PROBLEM TO SOLVE
Within the listing below, how many lines contain "window"? Only the number is wanted.

RECORDS FOR THE EXERCISE

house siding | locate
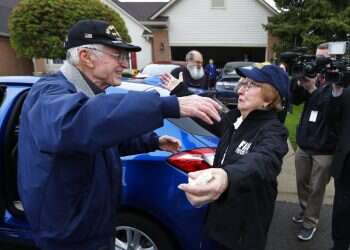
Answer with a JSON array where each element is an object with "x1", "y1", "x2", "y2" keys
[
  {"x1": 103, "y1": 0, "x2": 153, "y2": 69},
  {"x1": 164, "y1": 0, "x2": 273, "y2": 48}
]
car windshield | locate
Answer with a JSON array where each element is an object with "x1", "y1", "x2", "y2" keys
[
  {"x1": 168, "y1": 117, "x2": 215, "y2": 136},
  {"x1": 141, "y1": 64, "x2": 180, "y2": 76},
  {"x1": 223, "y1": 62, "x2": 255, "y2": 75}
]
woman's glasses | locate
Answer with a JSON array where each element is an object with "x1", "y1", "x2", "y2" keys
[{"x1": 237, "y1": 78, "x2": 262, "y2": 91}]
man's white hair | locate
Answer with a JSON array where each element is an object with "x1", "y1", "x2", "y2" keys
[
  {"x1": 185, "y1": 50, "x2": 202, "y2": 62},
  {"x1": 66, "y1": 44, "x2": 104, "y2": 65}
]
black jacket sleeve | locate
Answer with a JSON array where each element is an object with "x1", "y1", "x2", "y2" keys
[
  {"x1": 290, "y1": 78, "x2": 310, "y2": 105},
  {"x1": 170, "y1": 82, "x2": 193, "y2": 96},
  {"x1": 223, "y1": 122, "x2": 288, "y2": 196}
]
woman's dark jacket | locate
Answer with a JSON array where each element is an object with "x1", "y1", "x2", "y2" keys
[{"x1": 170, "y1": 84, "x2": 289, "y2": 250}]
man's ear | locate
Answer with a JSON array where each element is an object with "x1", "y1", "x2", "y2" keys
[{"x1": 79, "y1": 49, "x2": 94, "y2": 68}]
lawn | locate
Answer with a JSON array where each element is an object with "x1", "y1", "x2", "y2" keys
[{"x1": 285, "y1": 104, "x2": 303, "y2": 150}]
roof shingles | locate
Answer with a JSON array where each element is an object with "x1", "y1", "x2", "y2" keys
[
  {"x1": 111, "y1": 1, "x2": 168, "y2": 21},
  {"x1": 0, "y1": 0, "x2": 20, "y2": 34}
]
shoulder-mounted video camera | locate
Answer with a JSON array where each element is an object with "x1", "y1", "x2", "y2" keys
[
  {"x1": 324, "y1": 41, "x2": 350, "y2": 87},
  {"x1": 280, "y1": 36, "x2": 350, "y2": 87}
]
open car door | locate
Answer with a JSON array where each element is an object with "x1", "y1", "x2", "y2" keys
[{"x1": 0, "y1": 84, "x2": 7, "y2": 221}]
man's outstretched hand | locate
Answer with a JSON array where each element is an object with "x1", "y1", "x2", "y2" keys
[
  {"x1": 178, "y1": 95, "x2": 221, "y2": 124},
  {"x1": 160, "y1": 72, "x2": 183, "y2": 91},
  {"x1": 159, "y1": 135, "x2": 181, "y2": 153}
]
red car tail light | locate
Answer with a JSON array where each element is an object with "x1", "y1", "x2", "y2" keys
[{"x1": 167, "y1": 148, "x2": 216, "y2": 173}]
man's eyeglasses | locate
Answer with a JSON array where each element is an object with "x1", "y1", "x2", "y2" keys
[
  {"x1": 237, "y1": 78, "x2": 262, "y2": 91},
  {"x1": 82, "y1": 47, "x2": 130, "y2": 62}
]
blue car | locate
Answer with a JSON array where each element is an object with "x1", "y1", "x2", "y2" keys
[{"x1": 0, "y1": 76, "x2": 219, "y2": 250}]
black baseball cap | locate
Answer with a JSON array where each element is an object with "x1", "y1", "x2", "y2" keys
[{"x1": 64, "y1": 19, "x2": 141, "y2": 52}]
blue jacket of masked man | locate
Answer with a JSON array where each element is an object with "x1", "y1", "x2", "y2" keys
[{"x1": 17, "y1": 61, "x2": 179, "y2": 250}]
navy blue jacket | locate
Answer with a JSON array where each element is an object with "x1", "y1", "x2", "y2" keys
[
  {"x1": 205, "y1": 64, "x2": 217, "y2": 80},
  {"x1": 18, "y1": 71, "x2": 179, "y2": 250}
]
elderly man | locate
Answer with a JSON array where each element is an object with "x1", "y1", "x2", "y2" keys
[
  {"x1": 171, "y1": 50, "x2": 209, "y2": 89},
  {"x1": 17, "y1": 19, "x2": 220, "y2": 250}
]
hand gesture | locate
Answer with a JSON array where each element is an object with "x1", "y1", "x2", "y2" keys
[
  {"x1": 158, "y1": 135, "x2": 181, "y2": 153},
  {"x1": 160, "y1": 72, "x2": 183, "y2": 91},
  {"x1": 178, "y1": 95, "x2": 221, "y2": 124},
  {"x1": 178, "y1": 168, "x2": 229, "y2": 207}
]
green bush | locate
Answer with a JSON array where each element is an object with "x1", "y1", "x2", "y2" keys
[{"x1": 9, "y1": 0, "x2": 130, "y2": 59}]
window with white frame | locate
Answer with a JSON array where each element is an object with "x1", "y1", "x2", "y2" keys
[{"x1": 211, "y1": 0, "x2": 225, "y2": 8}]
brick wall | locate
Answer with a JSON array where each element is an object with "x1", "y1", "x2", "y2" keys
[
  {"x1": 0, "y1": 36, "x2": 33, "y2": 76},
  {"x1": 151, "y1": 29, "x2": 171, "y2": 62},
  {"x1": 267, "y1": 31, "x2": 280, "y2": 62}
]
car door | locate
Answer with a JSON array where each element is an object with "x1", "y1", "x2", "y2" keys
[
  {"x1": 0, "y1": 84, "x2": 7, "y2": 221},
  {"x1": 0, "y1": 82, "x2": 31, "y2": 213}
]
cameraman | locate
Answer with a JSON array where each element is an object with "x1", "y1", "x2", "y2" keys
[
  {"x1": 290, "y1": 56, "x2": 337, "y2": 241},
  {"x1": 329, "y1": 82, "x2": 350, "y2": 250}
]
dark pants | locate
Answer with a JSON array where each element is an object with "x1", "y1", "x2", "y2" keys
[
  {"x1": 332, "y1": 162, "x2": 350, "y2": 250},
  {"x1": 215, "y1": 243, "x2": 232, "y2": 250},
  {"x1": 208, "y1": 79, "x2": 216, "y2": 89},
  {"x1": 214, "y1": 241, "x2": 244, "y2": 250}
]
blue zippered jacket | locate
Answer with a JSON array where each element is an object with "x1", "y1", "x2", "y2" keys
[{"x1": 17, "y1": 71, "x2": 179, "y2": 250}]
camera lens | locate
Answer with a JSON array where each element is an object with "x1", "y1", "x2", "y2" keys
[{"x1": 325, "y1": 71, "x2": 341, "y2": 83}]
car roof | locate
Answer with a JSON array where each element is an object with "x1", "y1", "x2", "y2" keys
[
  {"x1": 107, "y1": 81, "x2": 170, "y2": 97},
  {"x1": 0, "y1": 76, "x2": 40, "y2": 85},
  {"x1": 0, "y1": 76, "x2": 170, "y2": 98},
  {"x1": 0, "y1": 76, "x2": 169, "y2": 96},
  {"x1": 224, "y1": 61, "x2": 256, "y2": 67},
  {"x1": 153, "y1": 60, "x2": 186, "y2": 66}
]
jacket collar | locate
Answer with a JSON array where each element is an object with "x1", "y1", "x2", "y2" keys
[
  {"x1": 60, "y1": 61, "x2": 95, "y2": 97},
  {"x1": 228, "y1": 108, "x2": 277, "y2": 124},
  {"x1": 244, "y1": 109, "x2": 277, "y2": 121}
]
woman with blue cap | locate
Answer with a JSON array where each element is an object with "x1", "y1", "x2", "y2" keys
[{"x1": 161, "y1": 63, "x2": 290, "y2": 250}]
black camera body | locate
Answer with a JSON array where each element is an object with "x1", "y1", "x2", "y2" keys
[
  {"x1": 280, "y1": 40, "x2": 350, "y2": 87},
  {"x1": 324, "y1": 41, "x2": 350, "y2": 87}
]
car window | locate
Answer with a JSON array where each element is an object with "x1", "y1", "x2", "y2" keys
[
  {"x1": 223, "y1": 67, "x2": 237, "y2": 75},
  {"x1": 223, "y1": 63, "x2": 255, "y2": 75},
  {"x1": 141, "y1": 64, "x2": 180, "y2": 76},
  {"x1": 167, "y1": 117, "x2": 215, "y2": 137},
  {"x1": 0, "y1": 85, "x2": 6, "y2": 106}
]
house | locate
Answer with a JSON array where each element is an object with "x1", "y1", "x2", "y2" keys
[
  {"x1": 44, "y1": 0, "x2": 160, "y2": 72},
  {"x1": 0, "y1": 0, "x2": 33, "y2": 75},
  {"x1": 113, "y1": 0, "x2": 279, "y2": 67},
  {"x1": 103, "y1": 0, "x2": 157, "y2": 69}
]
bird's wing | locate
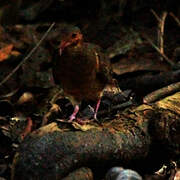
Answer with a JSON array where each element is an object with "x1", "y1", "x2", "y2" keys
[
  {"x1": 95, "y1": 49, "x2": 113, "y2": 85},
  {"x1": 82, "y1": 42, "x2": 113, "y2": 84}
]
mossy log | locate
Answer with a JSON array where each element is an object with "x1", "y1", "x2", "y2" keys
[{"x1": 12, "y1": 92, "x2": 180, "y2": 180}]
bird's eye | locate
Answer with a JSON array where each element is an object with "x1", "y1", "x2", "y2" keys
[{"x1": 71, "y1": 33, "x2": 77, "y2": 38}]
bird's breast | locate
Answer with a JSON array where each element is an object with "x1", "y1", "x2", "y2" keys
[{"x1": 53, "y1": 44, "x2": 107, "y2": 101}]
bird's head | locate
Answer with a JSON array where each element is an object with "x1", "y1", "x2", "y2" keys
[{"x1": 59, "y1": 26, "x2": 83, "y2": 55}]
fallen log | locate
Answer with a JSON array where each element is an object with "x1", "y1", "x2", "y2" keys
[{"x1": 11, "y1": 92, "x2": 180, "y2": 180}]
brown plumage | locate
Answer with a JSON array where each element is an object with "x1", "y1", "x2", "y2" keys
[{"x1": 53, "y1": 26, "x2": 113, "y2": 121}]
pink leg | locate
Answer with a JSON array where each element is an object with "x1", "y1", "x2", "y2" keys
[
  {"x1": 69, "y1": 105, "x2": 79, "y2": 122},
  {"x1": 94, "y1": 99, "x2": 101, "y2": 120}
]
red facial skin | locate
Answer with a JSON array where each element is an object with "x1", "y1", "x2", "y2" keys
[{"x1": 59, "y1": 32, "x2": 83, "y2": 56}]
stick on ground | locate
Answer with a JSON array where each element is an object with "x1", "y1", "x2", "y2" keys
[{"x1": 0, "y1": 22, "x2": 55, "y2": 87}]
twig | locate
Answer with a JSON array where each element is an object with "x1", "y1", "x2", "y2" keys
[
  {"x1": 169, "y1": 12, "x2": 180, "y2": 27},
  {"x1": 0, "y1": 87, "x2": 19, "y2": 99},
  {"x1": 151, "y1": 9, "x2": 167, "y2": 61},
  {"x1": 150, "y1": 9, "x2": 162, "y2": 23},
  {"x1": 142, "y1": 33, "x2": 175, "y2": 66},
  {"x1": 158, "y1": 11, "x2": 167, "y2": 61},
  {"x1": 143, "y1": 81, "x2": 180, "y2": 103},
  {"x1": 0, "y1": 22, "x2": 55, "y2": 87}
]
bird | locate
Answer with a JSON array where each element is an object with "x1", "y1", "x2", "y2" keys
[{"x1": 52, "y1": 25, "x2": 114, "y2": 122}]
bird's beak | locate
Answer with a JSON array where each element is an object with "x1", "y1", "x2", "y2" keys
[
  {"x1": 59, "y1": 40, "x2": 70, "y2": 56},
  {"x1": 59, "y1": 41, "x2": 65, "y2": 56},
  {"x1": 59, "y1": 48, "x2": 62, "y2": 56}
]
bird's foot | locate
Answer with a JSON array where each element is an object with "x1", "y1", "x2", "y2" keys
[
  {"x1": 75, "y1": 118, "x2": 88, "y2": 125},
  {"x1": 68, "y1": 114, "x2": 76, "y2": 122},
  {"x1": 58, "y1": 104, "x2": 99, "y2": 125},
  {"x1": 60, "y1": 117, "x2": 91, "y2": 125},
  {"x1": 57, "y1": 116, "x2": 84, "y2": 124},
  {"x1": 67, "y1": 104, "x2": 79, "y2": 122},
  {"x1": 58, "y1": 116, "x2": 96, "y2": 125}
]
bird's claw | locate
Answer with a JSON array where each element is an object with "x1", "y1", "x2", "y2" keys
[
  {"x1": 93, "y1": 113, "x2": 98, "y2": 121},
  {"x1": 68, "y1": 115, "x2": 76, "y2": 122}
]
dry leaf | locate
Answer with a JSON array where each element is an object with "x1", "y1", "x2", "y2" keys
[
  {"x1": 0, "y1": 44, "x2": 14, "y2": 62},
  {"x1": 72, "y1": 122, "x2": 98, "y2": 131}
]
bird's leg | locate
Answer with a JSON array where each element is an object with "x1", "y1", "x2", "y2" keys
[
  {"x1": 69, "y1": 105, "x2": 79, "y2": 122},
  {"x1": 94, "y1": 99, "x2": 101, "y2": 120}
]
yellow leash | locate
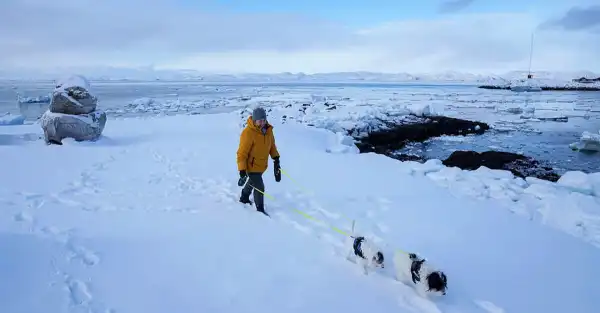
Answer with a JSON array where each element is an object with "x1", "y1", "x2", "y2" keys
[
  {"x1": 246, "y1": 180, "x2": 351, "y2": 236},
  {"x1": 245, "y1": 169, "x2": 410, "y2": 255}
]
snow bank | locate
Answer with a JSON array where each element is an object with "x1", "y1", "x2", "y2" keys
[
  {"x1": 325, "y1": 131, "x2": 360, "y2": 154},
  {"x1": 0, "y1": 113, "x2": 25, "y2": 126},
  {"x1": 570, "y1": 130, "x2": 600, "y2": 152},
  {"x1": 1, "y1": 112, "x2": 600, "y2": 313},
  {"x1": 421, "y1": 161, "x2": 600, "y2": 247}
]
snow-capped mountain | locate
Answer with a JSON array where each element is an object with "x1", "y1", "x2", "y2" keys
[{"x1": 0, "y1": 66, "x2": 597, "y2": 83}]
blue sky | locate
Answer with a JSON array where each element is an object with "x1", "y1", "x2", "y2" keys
[
  {"x1": 1, "y1": 0, "x2": 599, "y2": 74},
  {"x1": 181, "y1": 0, "x2": 586, "y2": 26}
]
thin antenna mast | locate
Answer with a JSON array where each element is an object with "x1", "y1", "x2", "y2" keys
[{"x1": 527, "y1": 32, "x2": 534, "y2": 79}]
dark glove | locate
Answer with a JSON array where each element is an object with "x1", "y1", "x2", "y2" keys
[
  {"x1": 238, "y1": 170, "x2": 247, "y2": 186},
  {"x1": 273, "y1": 157, "x2": 281, "y2": 182}
]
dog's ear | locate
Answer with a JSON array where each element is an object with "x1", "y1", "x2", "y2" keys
[{"x1": 376, "y1": 252, "x2": 384, "y2": 264}]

REPLY TO THE EXERCISE
2